Work to complete |
The listing below should be copied in full, word for word.

Provided material |
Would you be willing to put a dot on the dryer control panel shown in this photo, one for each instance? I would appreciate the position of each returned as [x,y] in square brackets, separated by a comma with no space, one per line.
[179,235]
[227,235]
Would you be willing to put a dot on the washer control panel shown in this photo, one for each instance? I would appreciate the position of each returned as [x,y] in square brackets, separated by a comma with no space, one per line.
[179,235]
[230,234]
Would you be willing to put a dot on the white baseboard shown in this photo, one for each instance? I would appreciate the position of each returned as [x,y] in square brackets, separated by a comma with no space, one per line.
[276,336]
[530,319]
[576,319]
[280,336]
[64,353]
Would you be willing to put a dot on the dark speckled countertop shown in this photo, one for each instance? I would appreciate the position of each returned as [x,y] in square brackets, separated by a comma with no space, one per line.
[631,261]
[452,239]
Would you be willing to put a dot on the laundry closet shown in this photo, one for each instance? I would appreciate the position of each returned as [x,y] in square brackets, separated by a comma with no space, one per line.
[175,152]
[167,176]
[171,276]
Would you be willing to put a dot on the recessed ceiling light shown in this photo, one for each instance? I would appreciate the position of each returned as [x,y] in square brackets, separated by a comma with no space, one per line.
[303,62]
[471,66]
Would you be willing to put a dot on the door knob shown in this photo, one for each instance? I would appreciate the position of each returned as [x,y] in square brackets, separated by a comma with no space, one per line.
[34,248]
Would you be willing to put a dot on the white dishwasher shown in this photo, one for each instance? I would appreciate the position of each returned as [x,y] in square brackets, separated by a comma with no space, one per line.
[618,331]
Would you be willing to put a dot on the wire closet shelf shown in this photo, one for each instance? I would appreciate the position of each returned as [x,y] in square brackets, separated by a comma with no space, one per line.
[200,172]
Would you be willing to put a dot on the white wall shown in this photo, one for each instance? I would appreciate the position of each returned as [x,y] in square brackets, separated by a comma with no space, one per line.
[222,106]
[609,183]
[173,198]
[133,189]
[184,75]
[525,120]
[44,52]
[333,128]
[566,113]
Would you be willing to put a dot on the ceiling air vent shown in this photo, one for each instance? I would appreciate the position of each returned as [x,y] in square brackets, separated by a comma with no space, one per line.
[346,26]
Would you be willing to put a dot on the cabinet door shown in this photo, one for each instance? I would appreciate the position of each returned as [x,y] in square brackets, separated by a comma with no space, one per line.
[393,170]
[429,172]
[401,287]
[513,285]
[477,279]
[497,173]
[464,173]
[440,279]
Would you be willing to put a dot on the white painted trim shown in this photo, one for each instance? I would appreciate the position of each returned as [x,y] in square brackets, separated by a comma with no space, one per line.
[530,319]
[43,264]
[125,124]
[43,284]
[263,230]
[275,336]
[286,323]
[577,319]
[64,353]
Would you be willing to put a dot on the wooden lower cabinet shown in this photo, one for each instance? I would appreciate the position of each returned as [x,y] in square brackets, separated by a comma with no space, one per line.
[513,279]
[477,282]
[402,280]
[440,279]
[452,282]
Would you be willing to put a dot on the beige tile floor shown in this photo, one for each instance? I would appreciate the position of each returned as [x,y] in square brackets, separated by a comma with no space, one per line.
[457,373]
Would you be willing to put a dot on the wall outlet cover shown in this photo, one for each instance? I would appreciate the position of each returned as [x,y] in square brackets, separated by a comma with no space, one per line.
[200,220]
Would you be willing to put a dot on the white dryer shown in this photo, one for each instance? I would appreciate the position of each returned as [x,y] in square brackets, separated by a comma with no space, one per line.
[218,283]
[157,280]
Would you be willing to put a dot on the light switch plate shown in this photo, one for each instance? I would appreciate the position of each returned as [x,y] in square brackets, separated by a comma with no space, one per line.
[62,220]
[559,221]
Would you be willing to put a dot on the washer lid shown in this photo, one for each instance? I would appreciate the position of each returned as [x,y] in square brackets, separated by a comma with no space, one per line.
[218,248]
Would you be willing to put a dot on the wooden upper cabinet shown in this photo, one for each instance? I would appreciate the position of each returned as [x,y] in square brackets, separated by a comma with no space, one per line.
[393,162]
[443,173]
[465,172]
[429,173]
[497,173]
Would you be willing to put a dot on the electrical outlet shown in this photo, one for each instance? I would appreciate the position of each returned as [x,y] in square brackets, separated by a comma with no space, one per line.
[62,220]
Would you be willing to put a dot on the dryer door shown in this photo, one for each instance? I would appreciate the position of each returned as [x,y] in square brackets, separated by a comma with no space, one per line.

Solution for this exercise |
Would you be willing to put a dot on the dryer control panel shown in this photo, one for each instance? I would appreciate the position of each returned as [x,y] in square brackets, separated by a comma with no space, one per line.
[179,235]
[227,235]
Would you be willing to put a dot on the washer control panel shown in this photo, one for each instance? I would appreciate the position of each returned as [x,y] in square brackets, separated by a comma with no space, one per line.
[179,235]
[230,234]
Would you be willing to put a dot on the white baseboard shown in this photo, one for each instance? I would appreciate the position of each returned as [x,y] in square brackets, separated by a comma with no space, one per line.
[276,336]
[530,319]
[576,319]
[280,336]
[64,353]
Would you be willing to put a dot on the dark speckled countertop shown in this photo, one for each instance? I would appreciate the position of each returned as [x,y] in square brackets, separated by a comma with no space, one per line.
[631,261]
[452,239]
Would you be willing to put a dot on the laundry closet shown in this photo, one for each instance? I would appreciate the position of each returned as [x,y] in square brackets, separated by a comma with no space, one per line.
[175,152]
[167,176]
[171,276]
Would you be willing to put a dot on the recessed ceiling light shown in this photo, one for each instance? I would appreciate the position of each returned as [x,y] in square brackets, separated by a comma with no space, one per line.
[303,62]
[471,66]
Would you be willing to put a dot on the door knob shown in this photo, one for each instance? I would appreciate the position of each returned as [x,y] in square brackets, separated by a comma with no space, one per line.
[34,248]
Would you be willing to put a dot on the white dishwasher shown in this photo, one for each instance? I would appreciate the position of each returned as [x,y] in square brackets, separated by a comma with no space, one per line.
[618,331]
Would you be willing to put a dot on the wire closet shelf shown in this photo, one for each instance? I would appreciate the position of each returned as [x,y] in square brackets, separated by a comma with no space, one per line.
[200,172]
Would you be willing to put a dot on the white wall shown in this photo, one for each instance? I would appreciate the position of each returned as [x,y] in square brackets, separated by a comma with no space, one per line.
[222,106]
[609,183]
[173,198]
[133,189]
[184,75]
[525,120]
[44,52]
[333,128]
[566,113]
Would you be willing to put a dot on the ceiling air vent shown in this photo, one for each instance? I would appreciate the position of each returned as [x,y] in square brackets, separated by a comma with no space, one per line.
[346,26]
Would you be willing to put a dot on the cabinet door shown in this photo, one for each instance? I would appreciate the position of each returned as [x,y] in square brackets, separated by a comma with no space, one per line.
[393,170]
[429,172]
[401,287]
[513,285]
[477,279]
[497,173]
[464,173]
[440,279]
Would you be willing to put a dot on the white painted trim shown in this photo, one for each instance? I would appreciate the position of each returned as [x,y] in square brackets, separated by a comma with no space, one per line.
[530,319]
[43,264]
[125,124]
[43,284]
[263,230]
[275,336]
[286,323]
[577,319]
[64,353]
Would you be willing to put a dot on the wooden lower cabinet shown in this photo, one for each instance? I would appreciate the position of each returned as [x,y] in square brackets, separated by a comma with no space, one per line.
[513,279]
[477,282]
[402,280]
[440,279]
[452,282]
Would you be willing to put a dot on the beige tile floor shown in this photo, one for each instance? I would appreciate the position of each returned as [x,y] in square brackets, separated by a comma with no space, one per line.
[457,373]
Would you be willing to put a dot on the wall outlet cover shown in this photo, one for each instance? I would appreciate the position of each returned as [x,y] in square brackets, separated by a comma with no space, one per line.
[200,220]
Would you be willing to put a dot on the white dryer shown in this photo, one for each instance? I would appreciate the position of each returned as [x,y] in square brackets, separated by a comma with no space, one per line.
[218,283]
[157,280]
Would you be willing to put a dot on the light switch plate shown in this photo, one for each instance? I would appreciate the position of each returned as [x,y] in square brackets, separated by a comma with no space, one per line.
[62,220]
[559,221]
Would you be willing to put a dot on the washer lid shown in this photo, one for each instance? I would appreciate the position of each returned as [x,y] in square brackets, separated by a comma with no space, one per line.
[218,248]
Would you be willing to put a dot on the wooden upper cabinet shown in this photo, one for each instance? I would appreciate the position of each returned as [x,y] in square brackets, separated by a comma with no space, one per line.
[393,162]
[443,173]
[465,172]
[429,173]
[497,173]
Would you be willing to put a dot on the electrical outlet shown in this photo, one for each instance? I would appreciate the position of each returned as [x,y] in square brackets, separated by a comma with no space, one per line.
[62,220]
Would you be willing to put a dot on the dryer door shown in this photo, one for each instance? I would appreciate the position of each returned as [x,y] in square brackets, separated by a comma with no space, one per line.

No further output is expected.